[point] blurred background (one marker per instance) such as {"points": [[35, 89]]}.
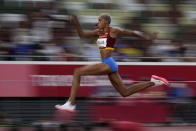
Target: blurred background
{"points": [[37, 33]]}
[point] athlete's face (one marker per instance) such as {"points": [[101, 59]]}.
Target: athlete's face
{"points": [[102, 23]]}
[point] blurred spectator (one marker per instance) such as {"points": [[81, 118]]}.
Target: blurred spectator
{"points": [[40, 22]]}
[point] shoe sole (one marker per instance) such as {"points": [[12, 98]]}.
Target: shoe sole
{"points": [[65, 110], [161, 79]]}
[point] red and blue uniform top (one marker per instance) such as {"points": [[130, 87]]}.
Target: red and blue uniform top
{"points": [[105, 41]]}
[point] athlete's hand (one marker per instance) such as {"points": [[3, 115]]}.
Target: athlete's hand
{"points": [[73, 19], [153, 36]]}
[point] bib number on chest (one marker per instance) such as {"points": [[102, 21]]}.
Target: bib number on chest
{"points": [[102, 42]]}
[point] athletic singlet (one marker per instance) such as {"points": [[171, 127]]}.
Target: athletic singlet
{"points": [[105, 41]]}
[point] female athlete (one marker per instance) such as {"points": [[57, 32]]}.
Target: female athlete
{"points": [[106, 39]]}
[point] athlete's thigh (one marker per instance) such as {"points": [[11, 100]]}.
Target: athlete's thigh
{"points": [[96, 69], [116, 81]]}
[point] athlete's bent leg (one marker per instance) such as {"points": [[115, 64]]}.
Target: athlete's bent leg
{"points": [[96, 69], [118, 84]]}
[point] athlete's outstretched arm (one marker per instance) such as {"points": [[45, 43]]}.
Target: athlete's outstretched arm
{"points": [[136, 34], [80, 32]]}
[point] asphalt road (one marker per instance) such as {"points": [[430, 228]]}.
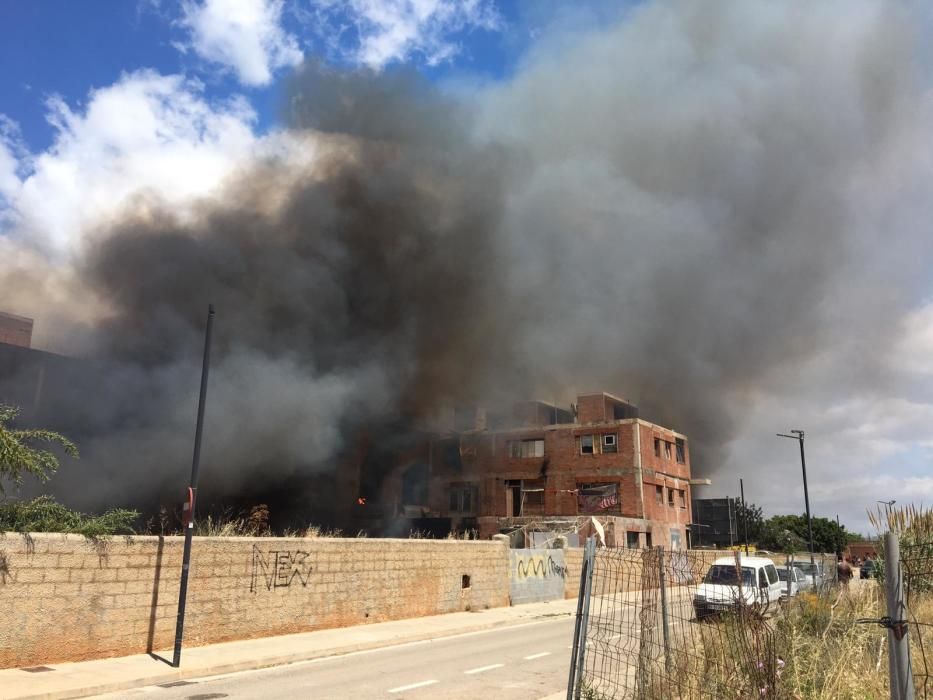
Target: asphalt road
{"points": [[522, 662]]}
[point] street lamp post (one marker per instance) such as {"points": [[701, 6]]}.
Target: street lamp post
{"points": [[798, 436]]}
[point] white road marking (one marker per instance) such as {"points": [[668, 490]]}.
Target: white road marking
{"points": [[378, 650], [403, 688], [483, 668]]}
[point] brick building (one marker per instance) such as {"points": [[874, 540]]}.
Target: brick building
{"points": [[15, 330], [551, 467]]}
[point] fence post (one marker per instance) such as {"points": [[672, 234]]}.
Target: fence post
{"points": [[588, 587], [665, 624], [902, 681]]}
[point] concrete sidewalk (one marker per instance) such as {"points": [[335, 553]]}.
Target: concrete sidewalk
{"points": [[75, 680]]}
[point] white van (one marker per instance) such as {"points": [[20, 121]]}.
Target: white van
{"points": [[727, 586]]}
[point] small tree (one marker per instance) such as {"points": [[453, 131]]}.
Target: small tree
{"points": [[19, 454]]}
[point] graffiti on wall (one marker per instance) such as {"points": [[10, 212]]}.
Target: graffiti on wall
{"points": [[279, 569], [539, 566]]}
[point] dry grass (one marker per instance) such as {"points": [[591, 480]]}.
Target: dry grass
{"points": [[827, 655]]}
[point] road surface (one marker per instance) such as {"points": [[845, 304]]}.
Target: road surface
{"points": [[521, 662]]}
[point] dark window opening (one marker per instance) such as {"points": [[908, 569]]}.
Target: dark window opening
{"points": [[599, 498], [610, 444], [523, 449], [533, 496], [461, 498], [415, 485], [513, 501]]}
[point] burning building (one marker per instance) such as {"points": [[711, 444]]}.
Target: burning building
{"points": [[544, 468], [15, 330]]}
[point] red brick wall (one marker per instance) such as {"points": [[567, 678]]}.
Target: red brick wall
{"points": [[669, 474], [15, 330]]}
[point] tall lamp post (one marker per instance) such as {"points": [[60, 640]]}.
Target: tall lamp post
{"points": [[798, 436]]}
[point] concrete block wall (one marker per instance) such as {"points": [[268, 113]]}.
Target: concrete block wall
{"points": [[64, 598]]}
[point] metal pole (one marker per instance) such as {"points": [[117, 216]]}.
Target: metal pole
{"points": [[730, 503], [902, 683], [699, 519], [193, 491], [806, 499], [571, 683], [591, 555], [665, 626]]}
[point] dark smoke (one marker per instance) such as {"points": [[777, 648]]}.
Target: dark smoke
{"points": [[683, 209], [367, 296]]}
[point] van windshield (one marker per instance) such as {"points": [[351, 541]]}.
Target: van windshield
{"points": [[725, 575]]}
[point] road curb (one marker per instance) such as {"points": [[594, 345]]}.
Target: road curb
{"points": [[172, 675]]}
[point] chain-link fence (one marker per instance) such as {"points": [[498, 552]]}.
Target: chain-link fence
{"points": [[917, 568], [652, 628]]}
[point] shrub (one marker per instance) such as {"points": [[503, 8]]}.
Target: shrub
{"points": [[45, 514]]}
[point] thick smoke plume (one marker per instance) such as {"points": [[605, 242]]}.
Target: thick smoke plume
{"points": [[679, 209]]}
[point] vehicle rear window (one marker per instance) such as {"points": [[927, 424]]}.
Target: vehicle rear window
{"points": [[725, 575]]}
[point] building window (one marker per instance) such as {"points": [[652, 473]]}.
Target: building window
{"points": [[610, 444], [532, 496], [523, 449], [598, 498], [462, 498]]}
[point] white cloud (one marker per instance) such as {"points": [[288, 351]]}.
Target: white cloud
{"points": [[146, 134], [244, 35], [395, 30]]}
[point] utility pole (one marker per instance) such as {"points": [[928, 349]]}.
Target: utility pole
{"points": [[193, 491], [798, 436]]}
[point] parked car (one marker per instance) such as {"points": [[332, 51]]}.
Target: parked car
{"points": [[813, 574], [795, 576], [754, 581]]}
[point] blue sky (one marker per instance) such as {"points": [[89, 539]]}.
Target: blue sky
{"points": [[66, 49]]}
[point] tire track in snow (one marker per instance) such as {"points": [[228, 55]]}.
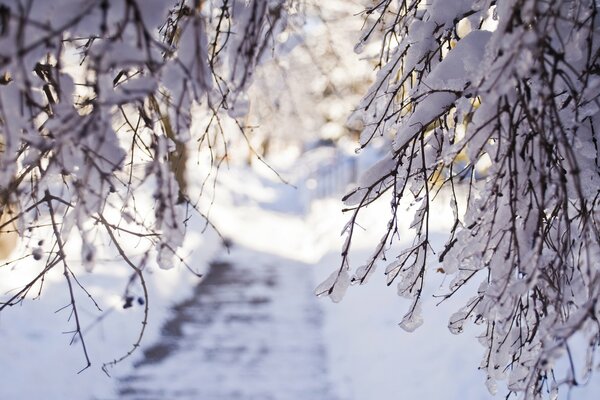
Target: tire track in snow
{"points": [[250, 332]]}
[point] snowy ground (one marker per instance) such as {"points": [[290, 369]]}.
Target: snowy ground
{"points": [[253, 328]]}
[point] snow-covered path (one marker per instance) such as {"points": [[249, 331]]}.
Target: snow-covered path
{"points": [[251, 331]]}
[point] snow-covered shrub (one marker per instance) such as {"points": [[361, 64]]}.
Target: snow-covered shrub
{"points": [[513, 86], [101, 103]]}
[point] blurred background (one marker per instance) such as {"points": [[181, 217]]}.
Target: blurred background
{"points": [[251, 327]]}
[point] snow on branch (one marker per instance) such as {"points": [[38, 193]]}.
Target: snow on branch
{"points": [[509, 91]]}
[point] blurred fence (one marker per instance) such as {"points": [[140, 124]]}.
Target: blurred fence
{"points": [[327, 172]]}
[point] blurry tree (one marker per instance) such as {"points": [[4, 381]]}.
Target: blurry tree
{"points": [[106, 105], [511, 89]]}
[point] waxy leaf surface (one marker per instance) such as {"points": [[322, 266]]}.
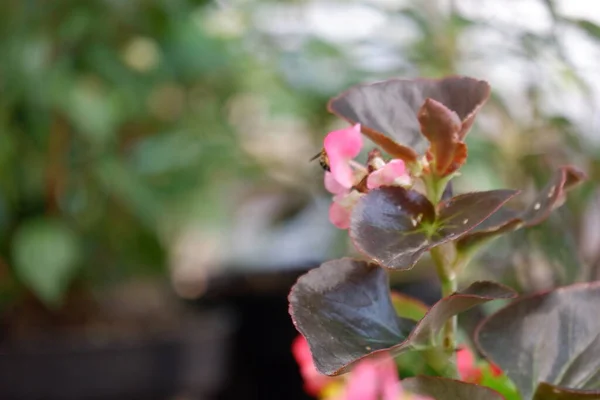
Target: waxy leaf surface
{"points": [[344, 310], [448, 389], [552, 337], [408, 307], [394, 226], [441, 126], [507, 219], [387, 111]]}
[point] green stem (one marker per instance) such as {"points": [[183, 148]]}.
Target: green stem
{"points": [[448, 282], [445, 259]]}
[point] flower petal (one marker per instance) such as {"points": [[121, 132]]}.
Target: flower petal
{"points": [[339, 215], [393, 173], [332, 185], [341, 146]]}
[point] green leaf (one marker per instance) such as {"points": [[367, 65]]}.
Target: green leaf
{"points": [[506, 219], [394, 226], [448, 389], [46, 255]]}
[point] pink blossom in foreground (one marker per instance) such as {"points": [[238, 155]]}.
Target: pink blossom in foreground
{"points": [[341, 147], [314, 381], [376, 379], [343, 201], [468, 370], [393, 173]]}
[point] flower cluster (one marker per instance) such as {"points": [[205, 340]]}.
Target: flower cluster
{"points": [[371, 379], [348, 180]]}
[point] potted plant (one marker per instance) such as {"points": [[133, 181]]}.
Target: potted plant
{"points": [[397, 209]]}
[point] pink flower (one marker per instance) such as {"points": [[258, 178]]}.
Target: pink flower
{"points": [[343, 201], [314, 381], [392, 173], [342, 146], [376, 379], [465, 363]]}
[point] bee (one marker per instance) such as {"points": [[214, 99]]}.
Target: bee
{"points": [[323, 160]]}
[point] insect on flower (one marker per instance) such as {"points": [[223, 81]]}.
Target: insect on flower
{"points": [[323, 160]]}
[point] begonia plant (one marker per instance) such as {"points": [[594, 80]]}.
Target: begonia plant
{"points": [[397, 206]]}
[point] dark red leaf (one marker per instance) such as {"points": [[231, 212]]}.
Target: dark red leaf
{"points": [[552, 337], [441, 127], [395, 226], [448, 389], [389, 109], [344, 310], [507, 219], [462, 213]]}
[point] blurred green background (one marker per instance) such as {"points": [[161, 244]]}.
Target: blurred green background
{"points": [[168, 140]]}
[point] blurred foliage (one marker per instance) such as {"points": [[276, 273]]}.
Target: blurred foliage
{"points": [[121, 122]]}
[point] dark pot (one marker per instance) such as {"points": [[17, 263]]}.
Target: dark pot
{"points": [[189, 362]]}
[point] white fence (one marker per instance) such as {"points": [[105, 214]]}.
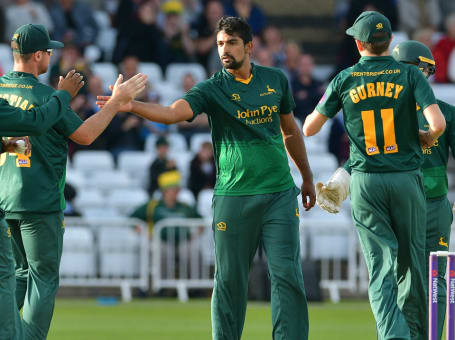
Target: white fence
{"points": [[105, 252]]}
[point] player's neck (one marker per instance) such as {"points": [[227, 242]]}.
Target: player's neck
{"points": [[243, 72], [26, 68]]}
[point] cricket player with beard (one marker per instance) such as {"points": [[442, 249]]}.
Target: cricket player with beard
{"points": [[434, 168], [250, 113]]}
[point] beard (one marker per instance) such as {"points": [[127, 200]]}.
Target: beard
{"points": [[232, 64]]}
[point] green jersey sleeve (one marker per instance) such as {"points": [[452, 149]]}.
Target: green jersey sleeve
{"points": [[15, 122], [198, 99], [287, 104], [69, 123], [423, 92], [330, 103]]}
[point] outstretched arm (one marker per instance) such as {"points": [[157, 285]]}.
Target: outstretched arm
{"points": [[295, 146], [123, 93], [178, 111], [16, 122]]}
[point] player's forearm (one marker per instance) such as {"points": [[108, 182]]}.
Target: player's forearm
{"points": [[154, 112], [93, 126], [295, 146], [435, 120]]}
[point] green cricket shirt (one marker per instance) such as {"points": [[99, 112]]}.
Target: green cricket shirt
{"points": [[34, 185], [378, 96], [435, 158], [16, 122], [244, 117]]}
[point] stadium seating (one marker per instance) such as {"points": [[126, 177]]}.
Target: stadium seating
{"points": [[125, 200], [107, 72], [153, 72], [88, 161], [78, 258], [176, 71]]}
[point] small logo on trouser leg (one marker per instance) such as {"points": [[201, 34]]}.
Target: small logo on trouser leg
{"points": [[442, 243], [221, 226]]}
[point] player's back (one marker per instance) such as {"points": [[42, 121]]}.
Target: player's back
{"points": [[378, 97], [35, 183]]}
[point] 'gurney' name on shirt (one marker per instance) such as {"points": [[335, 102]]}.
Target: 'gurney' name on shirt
{"points": [[17, 101], [377, 89], [261, 115], [17, 86]]}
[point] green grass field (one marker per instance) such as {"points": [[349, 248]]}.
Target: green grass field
{"points": [[166, 319]]}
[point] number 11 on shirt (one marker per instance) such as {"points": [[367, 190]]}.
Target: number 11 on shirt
{"points": [[369, 130]]}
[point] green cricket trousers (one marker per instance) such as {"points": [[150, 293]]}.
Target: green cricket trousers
{"points": [[239, 224], [439, 219], [37, 248], [10, 321], [388, 210]]}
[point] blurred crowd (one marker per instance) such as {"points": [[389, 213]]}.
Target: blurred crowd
{"points": [[128, 33]]}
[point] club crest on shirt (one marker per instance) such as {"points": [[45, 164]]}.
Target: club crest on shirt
{"points": [[269, 91]]}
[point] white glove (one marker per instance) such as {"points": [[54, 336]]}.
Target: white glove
{"points": [[330, 196], [20, 146]]}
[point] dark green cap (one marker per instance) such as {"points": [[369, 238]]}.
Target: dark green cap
{"points": [[370, 26], [414, 52], [31, 38]]}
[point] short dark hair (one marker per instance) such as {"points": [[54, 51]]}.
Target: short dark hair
{"points": [[377, 48], [235, 26], [17, 56]]}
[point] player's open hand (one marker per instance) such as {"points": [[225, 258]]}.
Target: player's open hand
{"points": [[19, 145], [72, 83], [308, 194], [426, 139]]}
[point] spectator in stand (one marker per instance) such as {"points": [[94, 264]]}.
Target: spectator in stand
{"points": [[140, 36], [70, 58], [426, 36], [22, 12], [175, 240], [203, 31], [307, 91], [161, 164], [179, 46], [200, 123], [293, 53], [273, 42], [442, 51], [247, 10], [73, 21], [202, 170], [415, 14]]}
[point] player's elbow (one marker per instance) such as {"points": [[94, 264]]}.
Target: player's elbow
{"points": [[439, 126], [309, 130]]}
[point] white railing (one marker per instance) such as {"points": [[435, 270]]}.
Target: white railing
{"points": [[104, 252], [186, 262]]}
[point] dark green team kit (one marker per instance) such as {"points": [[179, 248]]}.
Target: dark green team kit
{"points": [[439, 210], [378, 96], [17, 122], [255, 199], [31, 196]]}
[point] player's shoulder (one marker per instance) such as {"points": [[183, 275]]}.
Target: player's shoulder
{"points": [[447, 109], [269, 71]]}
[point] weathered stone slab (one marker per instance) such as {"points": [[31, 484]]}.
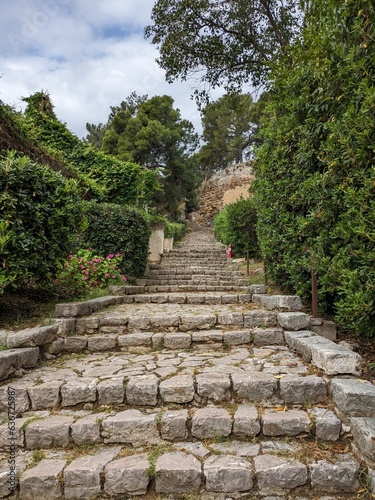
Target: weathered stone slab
{"points": [[178, 473], [127, 476], [276, 474], [199, 322], [111, 391], [78, 391], [335, 359], [177, 340], [213, 386], [268, 336], [173, 426], [340, 476], [142, 390], [228, 474], [13, 359], [294, 321], [45, 395], [257, 318], [363, 430], [51, 432], [254, 386], [354, 398], [211, 422], [285, 423], [302, 390], [131, 427], [82, 477], [327, 425], [43, 481], [87, 429], [178, 389], [246, 421], [99, 343]]}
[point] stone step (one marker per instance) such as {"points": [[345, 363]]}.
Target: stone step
{"points": [[181, 469]]}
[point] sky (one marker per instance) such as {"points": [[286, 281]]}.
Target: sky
{"points": [[88, 54]]}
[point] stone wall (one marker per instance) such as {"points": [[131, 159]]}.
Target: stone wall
{"points": [[225, 187]]}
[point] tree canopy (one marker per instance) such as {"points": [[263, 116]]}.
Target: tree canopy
{"points": [[221, 42]]}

## Work order
A word-for-word reproduction is needed of the lines above from the line containing "Target: building window" through the line containing "[point] snow-covered shrub", with both ends kept and no pictures.

## Output of the task
Target: building window
{"points": [[610, 444], [532, 496], [523, 449], [598, 498], [462, 498]]}
[point] white cloud (one marker per instance) such as {"points": [[288, 351]]}.
Target: white cloud
{"points": [[146, 134], [244, 35], [395, 30]]}
[point] utility pole (one marker per instance) such as {"points": [[928, 349]]}.
Target: utility pole
{"points": [[193, 491], [798, 436]]}
[point] parked car (one marker per instance) such as {"points": [[332, 51]]}.
Target: parked car
{"points": [[813, 574], [795, 576], [754, 581]]}
[point] blue sky (one marker per instance) such as {"points": [[89, 539]]}.
Target: blue sky
{"points": [[66, 49]]}
[point] tire track in snow (one marker per instance) such as {"points": [[228, 55]]}.
Target: tire track in snow
{"points": [[250, 332]]}
[point] snowy ground (one marker per instance) such as {"points": [[290, 369]]}.
Target: snowy ground
{"points": [[253, 328]]}
[point] snow-covered path (one marker per instance) such as {"points": [[249, 331]]}.
Target: snow-covered path
{"points": [[251, 331]]}
[point] snow-covered shrub (one marker per instance) such as {"points": [[361, 64]]}.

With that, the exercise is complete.